### Input rows
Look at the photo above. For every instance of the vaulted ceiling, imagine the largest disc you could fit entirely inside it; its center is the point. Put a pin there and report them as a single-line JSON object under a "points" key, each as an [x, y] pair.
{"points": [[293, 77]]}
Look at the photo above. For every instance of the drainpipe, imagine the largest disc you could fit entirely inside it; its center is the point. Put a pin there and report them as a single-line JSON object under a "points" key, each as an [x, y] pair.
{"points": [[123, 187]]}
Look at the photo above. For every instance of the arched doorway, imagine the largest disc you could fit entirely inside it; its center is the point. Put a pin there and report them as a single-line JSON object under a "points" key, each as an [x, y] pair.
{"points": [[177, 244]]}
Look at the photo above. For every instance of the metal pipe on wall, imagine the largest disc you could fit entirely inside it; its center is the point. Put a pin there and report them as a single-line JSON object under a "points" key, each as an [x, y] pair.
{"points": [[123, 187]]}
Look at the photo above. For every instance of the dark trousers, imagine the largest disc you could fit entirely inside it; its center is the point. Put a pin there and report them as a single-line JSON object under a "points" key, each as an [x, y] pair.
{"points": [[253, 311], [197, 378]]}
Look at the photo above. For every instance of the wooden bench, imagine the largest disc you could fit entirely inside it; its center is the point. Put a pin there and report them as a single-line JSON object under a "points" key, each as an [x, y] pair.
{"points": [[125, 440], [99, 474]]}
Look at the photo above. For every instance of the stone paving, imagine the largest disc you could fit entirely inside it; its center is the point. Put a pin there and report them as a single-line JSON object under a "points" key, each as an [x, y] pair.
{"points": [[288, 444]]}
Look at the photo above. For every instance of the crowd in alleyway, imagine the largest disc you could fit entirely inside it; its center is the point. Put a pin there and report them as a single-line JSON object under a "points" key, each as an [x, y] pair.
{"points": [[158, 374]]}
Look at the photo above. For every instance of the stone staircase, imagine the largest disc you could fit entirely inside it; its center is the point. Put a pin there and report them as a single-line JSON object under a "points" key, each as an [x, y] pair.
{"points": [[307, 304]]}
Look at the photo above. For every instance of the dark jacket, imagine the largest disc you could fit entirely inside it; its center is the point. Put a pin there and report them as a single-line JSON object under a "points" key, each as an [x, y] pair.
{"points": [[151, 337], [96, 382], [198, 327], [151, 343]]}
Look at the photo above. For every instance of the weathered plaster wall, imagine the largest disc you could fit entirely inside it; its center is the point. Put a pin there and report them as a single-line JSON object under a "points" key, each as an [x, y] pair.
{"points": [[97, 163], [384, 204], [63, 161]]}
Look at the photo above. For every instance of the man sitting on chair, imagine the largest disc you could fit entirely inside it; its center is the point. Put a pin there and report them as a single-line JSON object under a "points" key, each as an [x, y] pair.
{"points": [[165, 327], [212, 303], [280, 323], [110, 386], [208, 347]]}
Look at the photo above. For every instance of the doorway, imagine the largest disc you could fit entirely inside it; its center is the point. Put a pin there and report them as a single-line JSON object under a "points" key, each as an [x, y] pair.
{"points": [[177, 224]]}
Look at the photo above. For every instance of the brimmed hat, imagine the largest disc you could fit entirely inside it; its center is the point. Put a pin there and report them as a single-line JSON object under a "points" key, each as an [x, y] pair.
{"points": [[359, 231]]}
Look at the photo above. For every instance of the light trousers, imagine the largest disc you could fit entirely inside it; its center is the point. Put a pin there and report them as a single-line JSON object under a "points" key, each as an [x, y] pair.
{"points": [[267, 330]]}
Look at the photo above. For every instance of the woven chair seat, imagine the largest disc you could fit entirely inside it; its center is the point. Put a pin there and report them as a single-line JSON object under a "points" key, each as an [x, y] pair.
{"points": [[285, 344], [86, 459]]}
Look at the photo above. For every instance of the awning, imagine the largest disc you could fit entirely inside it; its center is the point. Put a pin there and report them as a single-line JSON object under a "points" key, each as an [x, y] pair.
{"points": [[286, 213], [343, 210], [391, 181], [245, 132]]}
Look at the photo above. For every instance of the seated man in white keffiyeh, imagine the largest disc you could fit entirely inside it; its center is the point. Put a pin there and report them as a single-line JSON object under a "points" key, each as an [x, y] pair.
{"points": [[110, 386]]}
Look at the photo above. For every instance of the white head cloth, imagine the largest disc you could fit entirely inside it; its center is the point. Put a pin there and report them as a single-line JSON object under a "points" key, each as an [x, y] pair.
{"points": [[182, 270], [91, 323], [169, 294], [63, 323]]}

### Directions for this task
Return the full listing, character for character.

### Written reply
Look at the photo above. For every instance of the vaulted ceiling, imagine the largest disc you could fit entirely inside it; its center is the point. Put a pin there and report them as a single-line JSON object under a "points" key, each as an [x, y] pair.
{"points": [[293, 77]]}
Look at the photo above. For every instance of the drainpipe, imagine the largest disc you could fit entirely inside it; its center is the point. Put a pin there and report them as a single-line JSON object under a "points" key, each as an [x, y] pair.
{"points": [[123, 187]]}
Look at the photo above. For every instance of the arched doorway, imagine the largest disc you could fit entirely inside it; its center is the point. Put a pin there and report them as a single-line JSON object under a "points" key, each as an [x, y] pair.
{"points": [[177, 244]]}
Look at the photo above. For every instance of the metal pipe on wall, imagine the largest disc you could fit entirely inside it; its center is the point. Put a pin there and report them as a single-line JSON object under a "points" key, each as an [x, y] pair.
{"points": [[123, 187]]}
Look at the photo above. For every instance of the dark trousers, imagine the largest disc you could fit entirely inside it; its center is the point. Put a pin there and report them as a single-line JSON object under a "points" key, each as an [x, y] pair.
{"points": [[253, 311], [197, 378]]}
Look at the photo above. For every instance of the wooden bench, imagine the largest disc you could fit entirely inside it; its center is the point. Put a pin there and report them as a single-line JSON object under a "points" key, each as an [x, y] pair.
{"points": [[125, 440], [99, 474]]}
Look at the photo above. For every instance of the stone paving, imagine the largest disc you could fit entirely inside it; its center is the point. Put a pin there and report them as a single-line JSON object under a "points" key, each as an [x, y] pair.
{"points": [[288, 444]]}
Look at the photo above. For every instance of the crowd in alleyway, imagine the largest disc you could fit entirely inside it; its center is the point. Put a pin there and report them as a single-line JSON object under a "points" key, each as an [x, y] pair.
{"points": [[158, 374]]}
Look at the photo above. For every instance of the stone staircase, imagine the largest disc you could fit entirely inside it; its center is the point. Put a pin there and report them as a single-line JSON object under a "points" key, each as an [x, y] pair.
{"points": [[307, 304]]}
Look at the photo above. For every instance of the dark jacket, imagine the largest disc you could fit entirely inside it; its center is the point. Put a pin there and report them as a single-line JSON object under a "points" key, each as an [x, y] pair.
{"points": [[151, 337], [96, 382], [198, 327], [151, 343]]}
Look at the photo above. For every instance of the weathered plaster wall, imagine the largest disc you could fit entirely inside it; its center is the point. Put a pin there and report them as a single-line JSON object under a "points" key, each as an [x, y] pair.
{"points": [[97, 163], [384, 204], [63, 161]]}
Look at the photo above. For every instance of the man sitting on chair, imagine the largest disc you could fit entirely inside it; its center is the point. Put a pin there and report them as a single-line JSON object under a "points" key, each as an [x, y] pair.
{"points": [[165, 327], [212, 303], [280, 323], [110, 386], [208, 347]]}
Look at the photo above. For every instance of the doorway, imagine the largest disc you could fit entirely inside it; its center is the point. Put a pin there and report them as a single-line JSON object under a "points" key, each as an [x, y] pair.
{"points": [[177, 224]]}
Look at the photo above. For every instance of the brimmed hat, imagine the largest disc you could fit entirely inside it; its center is the point. Put a pin there and report them as a single-line JSON object under a "points" key, each as an [x, y] pair.
{"points": [[359, 231]]}
Look at the photo above. For every instance of the light trousers, imagine the largest disc you could fit entirely inside it; its center is the point. Put a pin there and report them as a single-line JSON object under a "points" key, each as an [x, y] pair.
{"points": [[267, 330]]}
Look at the photo above. For every instance of the woven chair seat, imagine the largest disc you could fit entirely inside it; its center is the point. Put a pin there and report them as a single-line JSON object under a "points" key, each as an [x, y] pair.
{"points": [[285, 344], [86, 459]]}
Look at the photo above. For every instance of the awning, imagine the largest disc you could fit entirely inside it; its center is the point. Put a pin there and report them as a single-line JSON object under a "points" key, each as an [x, y] pair.
{"points": [[286, 213], [343, 210], [391, 181], [245, 132]]}
Look at the photo above. For every instance of the seated man in white keffiyeh, imagine the largest disc you could fit entirely inside it; its center is the point. Put a pin there and report them as a single-line JSON object under a "points" key, each as an [x, y] pair.
{"points": [[110, 386]]}
Look at the photo above. For every instance of the white head cloth, imagine the largest disc you could fit entirely inside it; its center is the point. Put a pin there and report them as a single-line JSON object under a "points" key, each as an [x, y] pair.
{"points": [[182, 270], [91, 323], [169, 294], [63, 323]]}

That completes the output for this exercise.